▶ **WHAT TO WORK ON**: Look below for the line with "Identify the white vanity". Extract that line and each one after it through the last, word for word.

▶ **ITEMS**:
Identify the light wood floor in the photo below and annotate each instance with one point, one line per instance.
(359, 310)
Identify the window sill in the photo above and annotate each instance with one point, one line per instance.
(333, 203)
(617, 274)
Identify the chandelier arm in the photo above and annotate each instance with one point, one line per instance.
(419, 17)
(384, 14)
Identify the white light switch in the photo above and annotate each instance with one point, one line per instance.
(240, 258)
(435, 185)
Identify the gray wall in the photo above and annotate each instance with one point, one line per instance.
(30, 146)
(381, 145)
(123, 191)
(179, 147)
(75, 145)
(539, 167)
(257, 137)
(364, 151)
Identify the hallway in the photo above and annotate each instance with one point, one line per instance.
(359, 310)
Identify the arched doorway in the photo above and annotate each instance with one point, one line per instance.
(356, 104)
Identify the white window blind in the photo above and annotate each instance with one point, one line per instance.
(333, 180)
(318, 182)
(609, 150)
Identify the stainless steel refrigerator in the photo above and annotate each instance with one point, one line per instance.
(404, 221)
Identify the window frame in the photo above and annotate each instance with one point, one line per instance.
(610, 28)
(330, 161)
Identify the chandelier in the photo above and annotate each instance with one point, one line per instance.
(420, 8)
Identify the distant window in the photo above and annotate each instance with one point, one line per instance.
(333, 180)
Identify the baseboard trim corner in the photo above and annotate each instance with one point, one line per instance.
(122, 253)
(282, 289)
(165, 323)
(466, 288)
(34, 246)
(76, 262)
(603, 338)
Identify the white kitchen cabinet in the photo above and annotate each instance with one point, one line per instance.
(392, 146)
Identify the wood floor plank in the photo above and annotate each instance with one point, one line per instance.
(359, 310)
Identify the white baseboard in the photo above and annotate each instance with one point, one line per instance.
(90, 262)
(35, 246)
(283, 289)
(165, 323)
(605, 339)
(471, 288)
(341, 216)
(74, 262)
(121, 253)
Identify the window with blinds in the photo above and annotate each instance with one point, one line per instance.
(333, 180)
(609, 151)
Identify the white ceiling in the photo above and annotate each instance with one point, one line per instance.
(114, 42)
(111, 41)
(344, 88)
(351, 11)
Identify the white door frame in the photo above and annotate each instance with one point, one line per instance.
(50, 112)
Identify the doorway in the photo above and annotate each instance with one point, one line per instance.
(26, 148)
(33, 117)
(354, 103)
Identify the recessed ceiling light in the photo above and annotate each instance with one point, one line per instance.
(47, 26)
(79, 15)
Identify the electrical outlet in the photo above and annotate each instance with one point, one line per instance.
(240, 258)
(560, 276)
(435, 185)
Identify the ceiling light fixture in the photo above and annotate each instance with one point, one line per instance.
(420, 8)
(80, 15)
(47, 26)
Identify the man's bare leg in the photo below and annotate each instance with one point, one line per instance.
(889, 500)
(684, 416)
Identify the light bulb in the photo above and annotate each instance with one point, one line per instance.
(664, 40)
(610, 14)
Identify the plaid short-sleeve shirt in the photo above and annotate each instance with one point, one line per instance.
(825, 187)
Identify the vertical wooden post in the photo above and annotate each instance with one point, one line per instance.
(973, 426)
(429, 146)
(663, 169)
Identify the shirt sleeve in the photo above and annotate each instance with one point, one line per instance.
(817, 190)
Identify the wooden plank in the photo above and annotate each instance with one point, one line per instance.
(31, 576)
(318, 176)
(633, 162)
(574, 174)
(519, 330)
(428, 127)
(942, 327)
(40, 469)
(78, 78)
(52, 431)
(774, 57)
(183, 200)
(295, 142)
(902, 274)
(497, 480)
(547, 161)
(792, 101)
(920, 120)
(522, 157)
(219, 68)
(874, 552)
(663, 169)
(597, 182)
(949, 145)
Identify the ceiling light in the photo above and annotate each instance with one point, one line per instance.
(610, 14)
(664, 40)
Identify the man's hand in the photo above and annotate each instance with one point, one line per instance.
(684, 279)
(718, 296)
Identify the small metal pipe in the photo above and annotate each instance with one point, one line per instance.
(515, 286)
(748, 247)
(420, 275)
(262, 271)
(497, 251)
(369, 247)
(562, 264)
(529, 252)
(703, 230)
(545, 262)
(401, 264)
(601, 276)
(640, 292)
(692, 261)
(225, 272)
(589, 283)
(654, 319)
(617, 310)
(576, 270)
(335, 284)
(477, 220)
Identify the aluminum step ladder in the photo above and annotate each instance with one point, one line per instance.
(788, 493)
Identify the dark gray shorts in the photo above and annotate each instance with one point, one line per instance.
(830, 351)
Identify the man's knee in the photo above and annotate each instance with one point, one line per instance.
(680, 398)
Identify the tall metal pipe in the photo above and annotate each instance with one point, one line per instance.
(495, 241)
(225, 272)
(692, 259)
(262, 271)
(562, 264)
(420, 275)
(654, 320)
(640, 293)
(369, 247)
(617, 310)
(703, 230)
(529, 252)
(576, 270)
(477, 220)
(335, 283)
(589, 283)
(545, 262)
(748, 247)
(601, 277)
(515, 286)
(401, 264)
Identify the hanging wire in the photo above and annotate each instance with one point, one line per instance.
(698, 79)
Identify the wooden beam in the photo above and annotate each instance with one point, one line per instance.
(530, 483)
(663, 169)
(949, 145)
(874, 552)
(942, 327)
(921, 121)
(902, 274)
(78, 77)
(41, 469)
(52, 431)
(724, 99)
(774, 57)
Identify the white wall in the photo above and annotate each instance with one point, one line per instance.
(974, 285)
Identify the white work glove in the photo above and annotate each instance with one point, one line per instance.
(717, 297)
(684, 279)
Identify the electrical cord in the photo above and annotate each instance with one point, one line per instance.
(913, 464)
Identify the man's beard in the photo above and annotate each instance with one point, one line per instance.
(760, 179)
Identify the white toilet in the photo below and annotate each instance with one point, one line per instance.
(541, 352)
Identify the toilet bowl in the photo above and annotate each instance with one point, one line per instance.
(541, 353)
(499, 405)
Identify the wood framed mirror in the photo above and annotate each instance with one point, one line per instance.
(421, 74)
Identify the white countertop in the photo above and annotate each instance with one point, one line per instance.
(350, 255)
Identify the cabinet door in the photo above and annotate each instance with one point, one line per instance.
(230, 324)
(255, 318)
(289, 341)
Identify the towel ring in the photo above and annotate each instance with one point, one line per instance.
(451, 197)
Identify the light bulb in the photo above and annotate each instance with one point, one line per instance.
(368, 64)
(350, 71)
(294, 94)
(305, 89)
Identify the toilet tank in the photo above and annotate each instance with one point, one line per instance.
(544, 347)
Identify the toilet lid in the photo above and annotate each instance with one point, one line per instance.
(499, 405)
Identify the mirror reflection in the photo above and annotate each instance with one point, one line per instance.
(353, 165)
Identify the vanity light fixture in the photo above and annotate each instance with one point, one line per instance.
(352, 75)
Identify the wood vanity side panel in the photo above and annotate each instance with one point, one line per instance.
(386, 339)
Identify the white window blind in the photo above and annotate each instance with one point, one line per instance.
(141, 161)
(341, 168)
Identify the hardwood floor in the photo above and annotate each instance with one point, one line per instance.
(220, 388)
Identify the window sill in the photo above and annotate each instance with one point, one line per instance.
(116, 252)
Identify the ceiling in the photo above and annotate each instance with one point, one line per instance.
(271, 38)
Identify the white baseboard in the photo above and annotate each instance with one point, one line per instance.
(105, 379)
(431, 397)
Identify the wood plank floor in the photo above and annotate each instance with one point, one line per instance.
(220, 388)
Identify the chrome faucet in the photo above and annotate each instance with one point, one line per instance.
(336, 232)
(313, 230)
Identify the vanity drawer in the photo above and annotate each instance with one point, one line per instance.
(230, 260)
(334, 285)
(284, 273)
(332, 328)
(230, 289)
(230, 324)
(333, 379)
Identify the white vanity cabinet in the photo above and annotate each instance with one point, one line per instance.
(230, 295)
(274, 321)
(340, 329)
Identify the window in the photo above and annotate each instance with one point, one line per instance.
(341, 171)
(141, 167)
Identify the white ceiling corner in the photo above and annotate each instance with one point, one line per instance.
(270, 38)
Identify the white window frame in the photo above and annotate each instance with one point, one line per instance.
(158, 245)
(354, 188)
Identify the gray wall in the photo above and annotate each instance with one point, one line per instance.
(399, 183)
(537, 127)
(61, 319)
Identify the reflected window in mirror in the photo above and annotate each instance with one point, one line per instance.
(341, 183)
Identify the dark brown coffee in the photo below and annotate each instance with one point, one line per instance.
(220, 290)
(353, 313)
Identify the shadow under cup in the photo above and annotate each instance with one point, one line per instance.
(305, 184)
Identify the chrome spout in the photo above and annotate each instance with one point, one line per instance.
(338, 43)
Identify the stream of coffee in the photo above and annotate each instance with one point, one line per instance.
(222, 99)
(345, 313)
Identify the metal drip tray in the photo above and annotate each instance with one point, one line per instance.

▶ **EXERCISE ANSWER**:
Identify the white vanity cabinet in the photo above and annotate each instance with one point, one line per instance.
(230, 295)
(274, 321)
(340, 329)
Identify the window in the photo above and annotate each instance with one point, one line per instance.
(341, 171)
(141, 167)
Identify the white ceiling corner in the photo above and annotate each instance with one point, one line per instance.
(270, 38)
Identify the white window frame in the photo above and annotate each instance with one point, one line per instance.
(158, 245)
(354, 188)
Identify the gray wall in the photo above and annotate each instance with one point, one line per instance.
(399, 183)
(537, 127)
(61, 319)
Identify the reflected window in mirror in the photo above and annotate each instance with one point, one line per instance.
(341, 183)
Identify the dark brown coffee in the photo below and annotate each instance with one point, one line per instance.
(220, 290)
(353, 313)
Identify the shadow under cup in the photo above and annotate each instance with one point, one line per instance.
(305, 184)
Identify the chrome spout in the photo above and annotate each instance with one point, one line per instance.
(338, 43)
Identify the stream of coffee in the photo above and annotate each instance with one point, one line per instance.
(222, 99)
(345, 313)
Identify the metal drip tray in the photo above and annotate each instance with one point, one line per instance.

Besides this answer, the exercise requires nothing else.